- **Selected excerpt**:

=== Begin Enclosure ===

Hint: the x-axis should be Jan, Feb, … Dec; and y-axis should be the groupby mean of *global mean* precipitation for each month.



In [None]:
##### to be implemented...


We can also groupby the data by seasons, sush as JJA (Jun, Jul, Aug) or DJF (Dec, Jan, Feb).

Plot a map of radiation difference in summer and winter over the whole globe (e.g. JJA vs DJF).


In [None]:
##### to be implemented...

season_data = 

What did you find?

### [Analysis 5] Vertical profiles of the 3D variables

#### Interpolation of data

Danger: <span style="color:red">restart your server and select memory = 64G or 128G option for this analysis. Only do this when you process this task.</span>

Till now, we only visualize and process a few 2D variables, we can also create an interpolated dataset/dataarray for the 3D variable **state_t**, air temperature, with *lev* dimension following the data processing steps to generate ds_new. 

In order to avoid requesting huge memory, we'll only keep the 3D data at every 4th (try 6th when the current memory size is still not sufficient) lev coordinate points and resample it to be monthly data.

In [None]:
##### to be implemented...

lev = ds_origin.lev
lev = lev[0::4]
ds_3d = ds_origin.sel(lev=lev)

# try to release some memory by deleting useless datasets if needed
# del ds_origin, ds, ds_grid 

# memory failure: ds_3d.resample(time='1M').mean(dim='time')
ds_3d = ds_3d.state_t.

In [None]:
##### to be implemented...
# create a nan-value xr dataset to contain new remapped & interpolated data 
data_var = np.empty([len(time), len(lev), len(nlat), len(nlon)])

=== End Enclosure ===

- **Problems and tasks**:
1. Answer these about the climate data notebook excerpt, one line each:
(a) What should the x-axis show, according to the hint?
(b) Which memory options does the warning say to select for Analysis 5?
(c) Apart from every 4th, which lev interval should be tried if memory is still not sufficient?
2. Reproduce the climate data notebook excerpt between "In order to" and "be monthly data.", inclusive.
3. Supply the next part of the climate data notebook excerpt, continuing after its final line.

- **Dataset content**:
=== Begin Enclosure ===

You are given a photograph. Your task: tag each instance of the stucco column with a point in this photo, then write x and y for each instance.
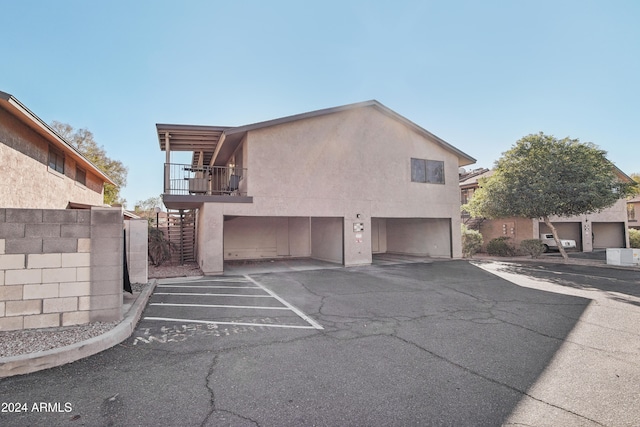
(587, 235)
(210, 238)
(357, 236)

=== End Enclosure ===

- **Solved problems**:
1.
(a) Jan, Feb, … Dec
(b) 64G or 128G
(c) Every 6th

2.
In order to avoid requesting huge memory, we'll only keep the 3D data at every 4th (try 6th when the current memory size is still not sufficient) lev coordinate points and resample it to be monthly data.

3.
data_var[:,:,:,:] = np.nan

ds_new3d = 

#### Vertical structure of state_t from any grid 

Select any one grid (or domain) as you want and take the temporal mean (you also need to take the horizontal mean if you select a domain instead one grid before plotting). 

Plot the state_t values along the altitude/height level. Your x-axsis should be the values of state_t, and the y-axis should be lev. 

Compare your plots with [this website](https://crisp.nus.edu.sg/~research/tutorial/atmos.htm#:~:text=The%20vertical%20profile%20of%20the,%2C%20mesopause%20and%20thermopause%2C%20respectively.).

In [None]:
##### to be implemented...


Which level (lev=0 or lev=9), do you think, is closer to the earth surface?

#### Seasonality or distribution across the latitudes

The vertical profiles of state_t from a domain/grid can show seasonal variation and can also exhibit geographic characteristics respect to the latitude. 

Make ONE plot to show Either the seasonal change or geographic characteristics of the air temperature.

Hint: one way to visualize the seasonal change is to take the JJA and DJF mean of domain mean state_t, and plot these two vertical curves on the same figure (for the figure, x-axis: stat_t, y_axis: lev). 

Hint: one way to visualize the geographic difference is to take the temporal and zonal mean of the state_t, so for each lat and lev, you have one state_t value (for the figure, x-axis: lat, y_axis: lev, color: state_t). 

You do not need to make the figure exactly following these steps. Please unleash your creativity and it will be fine as long as you plot something that makes sense and helps understand the concepts.



In [None]:
##### to be implemented...


### [Analysis 6] Simple Machine Learning
#### Linear regression

Change the (weighted or unweighted) *global mean* data from xarray.dataset to numpy.array format and fit a linear regression between precip and radiation (just use the monthly data from ds_new). Namely, fit y = precipitation as a function of x = radiation using linear regression. There are many [Python packages](https://towardsdatascience.com/five-regression-python-modules-that-every-data-scientist-must-know-a4e03a886853) that you can use.

Visualize your predicted data along with the raw data.

You are not asked to tune the regression model for accuracy. 


In [None]:
##### to be implemented...
x = 
y = 

Replace the precip and radiation data with their standard anomalies. Is there any difference?

In [None]:
##### to be implemented...


Are you satisfied with your model and prediction? How to understand the relationship (think of physical mechanisms)?